SOURCE DOCUMENT:
These were our Kanimbla Hall years. Very good years they were too!

The Safari suit.

April 12, 2015
Balmain cottage downstairs room

Balmain cottage downstairs room

We are now going back to a period when our children numbered just two. It was a long time ago. We were living in our second house on Sydney’s Balmain harbour peninsula after having lived in a 1 bedroom apartment in a somewhat  bohemian area called Pott’s Point which is next or part of Kings Cross, Sydney. It was an area of artists, crooks,  prostitutes with sandaled souteneurs, and priests. There were also many delicatessen where one could buy real coffee , prosciutto, cheeses not named ‘tasty’ and books. If I remember correctly there was also special dispensation given to some  Euro-continental shops allowing to stay open after 6pm. It was still frowned upon as decadent by some who tried desperate to uphold decent ‘peace and quiet’ Anglo closed up traditions. This all during the  sixties when our marriage was so young, sprightly and sprouting  first babies.

WHAT TO WORK ON:
Rewrite the portion of the Balmain recollection that opens with the words containing "We are now going" and closes with "and sprouting  first babies.", putting "clergymen" in place of "priests". The listing after this point comes from a different source.

ENTRIES:
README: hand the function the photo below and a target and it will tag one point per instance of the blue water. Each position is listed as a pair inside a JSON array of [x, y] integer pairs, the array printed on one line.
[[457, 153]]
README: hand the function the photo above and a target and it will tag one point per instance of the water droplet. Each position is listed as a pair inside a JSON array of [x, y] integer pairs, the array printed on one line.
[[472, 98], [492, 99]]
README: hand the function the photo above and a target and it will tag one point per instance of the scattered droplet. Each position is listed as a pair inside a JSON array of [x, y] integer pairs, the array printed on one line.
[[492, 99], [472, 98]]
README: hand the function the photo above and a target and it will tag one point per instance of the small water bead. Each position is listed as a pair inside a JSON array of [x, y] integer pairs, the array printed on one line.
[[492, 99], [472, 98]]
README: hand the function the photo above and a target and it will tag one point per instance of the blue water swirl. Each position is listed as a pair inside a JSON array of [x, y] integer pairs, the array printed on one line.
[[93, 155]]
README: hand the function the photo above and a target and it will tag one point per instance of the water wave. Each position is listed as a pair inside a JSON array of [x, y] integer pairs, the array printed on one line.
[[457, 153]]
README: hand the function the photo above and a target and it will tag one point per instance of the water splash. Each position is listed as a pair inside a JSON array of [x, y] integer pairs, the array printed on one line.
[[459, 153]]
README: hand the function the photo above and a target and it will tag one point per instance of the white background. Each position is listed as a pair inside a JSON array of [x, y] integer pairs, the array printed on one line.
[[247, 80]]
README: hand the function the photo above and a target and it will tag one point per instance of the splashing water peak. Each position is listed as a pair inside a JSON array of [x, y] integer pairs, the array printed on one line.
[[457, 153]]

...

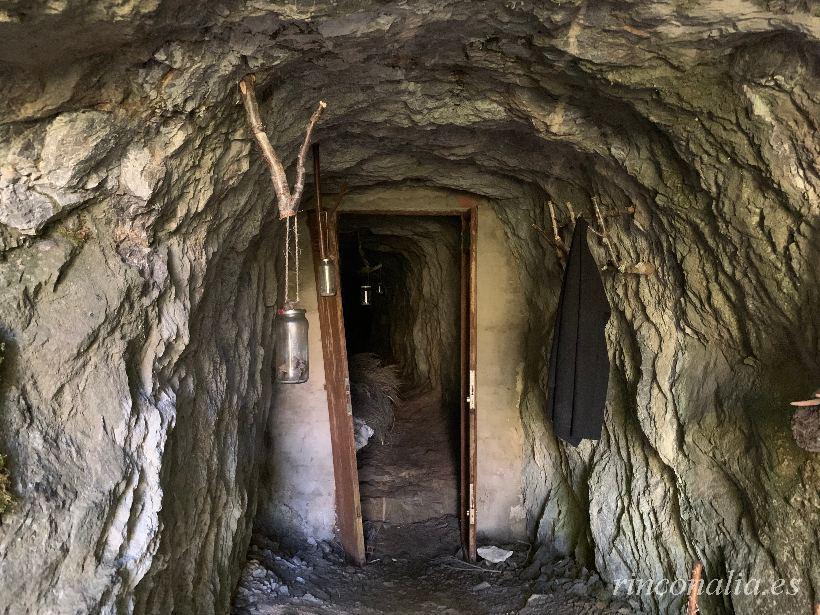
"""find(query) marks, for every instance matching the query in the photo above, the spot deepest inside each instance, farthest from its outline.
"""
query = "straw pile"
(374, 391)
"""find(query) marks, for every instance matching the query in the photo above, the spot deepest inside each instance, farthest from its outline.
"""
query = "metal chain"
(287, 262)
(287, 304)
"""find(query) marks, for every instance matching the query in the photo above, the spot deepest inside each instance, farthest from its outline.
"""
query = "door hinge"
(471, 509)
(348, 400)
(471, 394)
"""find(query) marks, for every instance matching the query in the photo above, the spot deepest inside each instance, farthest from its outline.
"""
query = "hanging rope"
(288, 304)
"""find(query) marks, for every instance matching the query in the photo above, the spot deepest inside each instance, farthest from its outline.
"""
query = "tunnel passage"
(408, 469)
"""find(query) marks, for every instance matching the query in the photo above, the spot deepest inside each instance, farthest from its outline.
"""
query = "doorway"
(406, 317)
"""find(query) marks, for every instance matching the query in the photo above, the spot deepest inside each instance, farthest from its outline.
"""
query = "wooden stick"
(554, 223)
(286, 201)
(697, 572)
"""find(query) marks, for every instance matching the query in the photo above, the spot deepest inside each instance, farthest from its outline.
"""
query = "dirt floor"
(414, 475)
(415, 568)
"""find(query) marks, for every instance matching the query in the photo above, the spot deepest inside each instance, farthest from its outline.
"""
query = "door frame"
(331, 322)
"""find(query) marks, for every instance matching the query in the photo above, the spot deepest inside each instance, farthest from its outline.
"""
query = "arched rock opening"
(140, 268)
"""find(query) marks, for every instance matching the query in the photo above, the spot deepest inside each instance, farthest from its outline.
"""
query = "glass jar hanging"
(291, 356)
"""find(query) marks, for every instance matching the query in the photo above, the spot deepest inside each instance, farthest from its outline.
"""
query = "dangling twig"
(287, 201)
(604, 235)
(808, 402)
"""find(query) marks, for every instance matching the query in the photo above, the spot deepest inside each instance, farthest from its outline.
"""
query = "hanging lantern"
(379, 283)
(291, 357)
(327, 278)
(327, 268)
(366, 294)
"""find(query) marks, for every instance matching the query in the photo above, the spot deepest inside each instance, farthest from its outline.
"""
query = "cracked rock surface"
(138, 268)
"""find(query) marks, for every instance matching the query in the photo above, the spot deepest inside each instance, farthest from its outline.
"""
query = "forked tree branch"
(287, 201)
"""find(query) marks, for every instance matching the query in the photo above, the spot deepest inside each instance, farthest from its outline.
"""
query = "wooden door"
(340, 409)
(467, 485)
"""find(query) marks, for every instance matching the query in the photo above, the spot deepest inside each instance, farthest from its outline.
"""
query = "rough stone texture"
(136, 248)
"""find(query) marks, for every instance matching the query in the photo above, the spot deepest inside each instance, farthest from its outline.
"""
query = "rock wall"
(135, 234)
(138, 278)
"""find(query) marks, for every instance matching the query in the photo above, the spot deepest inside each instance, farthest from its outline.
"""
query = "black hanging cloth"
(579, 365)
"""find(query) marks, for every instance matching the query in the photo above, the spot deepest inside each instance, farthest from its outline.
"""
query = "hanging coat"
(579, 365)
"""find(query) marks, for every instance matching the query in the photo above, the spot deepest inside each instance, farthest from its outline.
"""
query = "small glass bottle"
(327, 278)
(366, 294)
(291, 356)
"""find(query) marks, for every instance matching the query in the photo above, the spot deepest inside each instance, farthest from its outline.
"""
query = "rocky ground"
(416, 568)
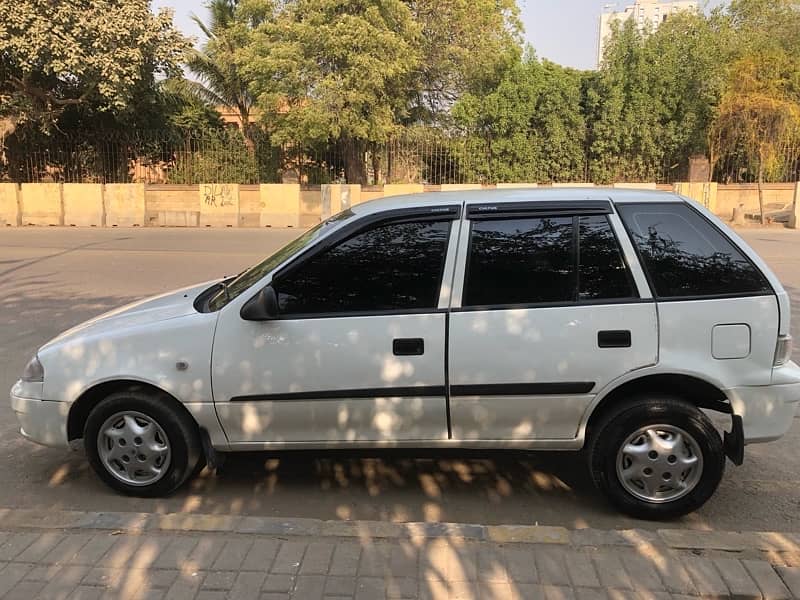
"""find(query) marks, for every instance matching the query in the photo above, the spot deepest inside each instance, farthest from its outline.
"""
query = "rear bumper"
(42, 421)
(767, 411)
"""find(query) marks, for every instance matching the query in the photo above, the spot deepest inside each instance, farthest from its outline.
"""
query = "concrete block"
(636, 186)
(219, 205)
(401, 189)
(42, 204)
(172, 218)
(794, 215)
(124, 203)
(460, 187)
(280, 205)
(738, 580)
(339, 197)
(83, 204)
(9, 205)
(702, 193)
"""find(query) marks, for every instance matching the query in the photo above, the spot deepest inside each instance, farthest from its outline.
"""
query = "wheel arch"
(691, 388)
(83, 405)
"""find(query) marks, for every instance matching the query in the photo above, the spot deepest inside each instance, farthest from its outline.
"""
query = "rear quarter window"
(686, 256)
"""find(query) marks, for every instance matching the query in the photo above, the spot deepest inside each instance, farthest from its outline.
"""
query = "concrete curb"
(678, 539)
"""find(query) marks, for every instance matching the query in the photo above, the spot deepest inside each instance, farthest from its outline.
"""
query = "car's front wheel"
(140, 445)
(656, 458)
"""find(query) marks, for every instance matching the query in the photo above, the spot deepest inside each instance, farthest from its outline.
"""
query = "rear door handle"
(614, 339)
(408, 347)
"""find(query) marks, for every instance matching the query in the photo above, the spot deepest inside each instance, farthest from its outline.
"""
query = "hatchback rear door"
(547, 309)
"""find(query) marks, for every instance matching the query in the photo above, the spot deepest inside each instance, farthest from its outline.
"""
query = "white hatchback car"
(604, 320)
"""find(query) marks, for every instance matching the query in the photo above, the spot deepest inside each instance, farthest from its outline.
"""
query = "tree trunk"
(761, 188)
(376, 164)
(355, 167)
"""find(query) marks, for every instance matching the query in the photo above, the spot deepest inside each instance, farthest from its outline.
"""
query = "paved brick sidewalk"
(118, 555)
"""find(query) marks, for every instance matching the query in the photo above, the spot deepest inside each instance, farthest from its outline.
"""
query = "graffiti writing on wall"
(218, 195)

* * *

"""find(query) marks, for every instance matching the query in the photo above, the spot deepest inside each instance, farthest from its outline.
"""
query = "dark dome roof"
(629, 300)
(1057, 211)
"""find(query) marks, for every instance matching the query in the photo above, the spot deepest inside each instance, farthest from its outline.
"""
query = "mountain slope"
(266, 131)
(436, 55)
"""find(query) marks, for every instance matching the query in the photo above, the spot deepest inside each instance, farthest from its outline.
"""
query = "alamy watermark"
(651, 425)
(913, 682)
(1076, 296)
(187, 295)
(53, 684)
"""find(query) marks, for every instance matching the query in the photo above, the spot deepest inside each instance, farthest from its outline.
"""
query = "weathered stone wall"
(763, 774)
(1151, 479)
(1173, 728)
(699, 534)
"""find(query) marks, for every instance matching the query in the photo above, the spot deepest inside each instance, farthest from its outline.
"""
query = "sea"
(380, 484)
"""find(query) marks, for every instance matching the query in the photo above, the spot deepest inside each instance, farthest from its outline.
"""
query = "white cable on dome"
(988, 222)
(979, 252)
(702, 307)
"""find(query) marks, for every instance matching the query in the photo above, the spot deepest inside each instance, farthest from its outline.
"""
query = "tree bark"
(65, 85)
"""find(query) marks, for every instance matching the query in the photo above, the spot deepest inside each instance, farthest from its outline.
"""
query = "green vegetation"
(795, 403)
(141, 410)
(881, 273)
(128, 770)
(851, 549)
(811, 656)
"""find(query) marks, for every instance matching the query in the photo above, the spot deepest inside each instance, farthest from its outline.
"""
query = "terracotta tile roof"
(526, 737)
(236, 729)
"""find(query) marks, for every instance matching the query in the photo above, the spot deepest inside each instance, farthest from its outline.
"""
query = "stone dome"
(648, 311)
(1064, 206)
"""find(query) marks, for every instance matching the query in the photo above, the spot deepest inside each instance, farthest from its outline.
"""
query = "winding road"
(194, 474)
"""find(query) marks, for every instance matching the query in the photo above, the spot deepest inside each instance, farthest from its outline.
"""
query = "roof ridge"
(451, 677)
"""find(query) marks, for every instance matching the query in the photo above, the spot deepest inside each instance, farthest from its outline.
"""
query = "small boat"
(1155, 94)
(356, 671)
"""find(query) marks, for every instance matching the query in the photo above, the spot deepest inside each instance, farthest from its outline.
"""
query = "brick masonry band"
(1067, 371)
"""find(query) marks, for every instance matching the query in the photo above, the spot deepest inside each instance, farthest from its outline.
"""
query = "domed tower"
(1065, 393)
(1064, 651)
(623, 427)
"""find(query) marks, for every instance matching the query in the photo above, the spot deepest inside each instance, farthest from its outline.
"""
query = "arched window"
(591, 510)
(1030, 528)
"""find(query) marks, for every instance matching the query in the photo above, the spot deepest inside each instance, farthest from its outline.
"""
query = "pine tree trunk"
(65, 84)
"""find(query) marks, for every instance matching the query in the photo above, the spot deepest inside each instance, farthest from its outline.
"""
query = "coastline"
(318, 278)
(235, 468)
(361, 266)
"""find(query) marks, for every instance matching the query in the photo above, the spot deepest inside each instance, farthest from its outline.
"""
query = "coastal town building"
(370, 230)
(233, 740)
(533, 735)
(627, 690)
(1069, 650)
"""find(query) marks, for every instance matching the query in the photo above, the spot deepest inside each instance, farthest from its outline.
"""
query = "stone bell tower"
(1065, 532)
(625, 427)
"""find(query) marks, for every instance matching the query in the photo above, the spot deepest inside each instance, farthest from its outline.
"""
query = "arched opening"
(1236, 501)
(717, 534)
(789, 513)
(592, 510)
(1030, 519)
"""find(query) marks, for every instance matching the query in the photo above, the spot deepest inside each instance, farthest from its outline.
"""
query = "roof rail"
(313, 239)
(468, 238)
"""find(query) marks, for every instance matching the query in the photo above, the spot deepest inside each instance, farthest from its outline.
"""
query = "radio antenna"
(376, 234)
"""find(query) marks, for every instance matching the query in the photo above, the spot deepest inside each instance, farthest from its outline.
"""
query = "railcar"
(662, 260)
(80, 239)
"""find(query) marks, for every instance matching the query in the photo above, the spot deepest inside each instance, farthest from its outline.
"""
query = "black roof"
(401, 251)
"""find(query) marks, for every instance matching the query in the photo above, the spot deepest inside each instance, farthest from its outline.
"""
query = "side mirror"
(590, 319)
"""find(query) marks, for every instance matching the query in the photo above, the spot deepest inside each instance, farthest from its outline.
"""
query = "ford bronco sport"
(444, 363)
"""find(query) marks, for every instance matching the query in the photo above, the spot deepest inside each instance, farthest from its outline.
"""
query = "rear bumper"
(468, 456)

ANSWER TO THIS EXERCISE:
We are now going back to a period when our children numbered just two. It was a long time ago. We were living in our second house on Sydney’s Balmain harbour peninsula after having lived in a 1 bedroom apartment in a somewhat  bohemian area called Pott’s Point which is next or part of Kings Cross, Sydney. It was an area of artists, crooks,  prostitutes with sandaled souteneurs, and clergymen. There were also many delicatessen where one could buy real coffee , prosciutto, cheeses not named ‘tasty’ and books. If I remember correctly there was also special dispensation given to some  Euro-continental shops allowing to stay open after 6pm. It was still frowned upon as decadent by some who tried desperate to uphold decent ‘peace and quiet’ Anglo closed up traditions. This all during the  sixties when our marriage was so young, sprightly and sprouting  first babies.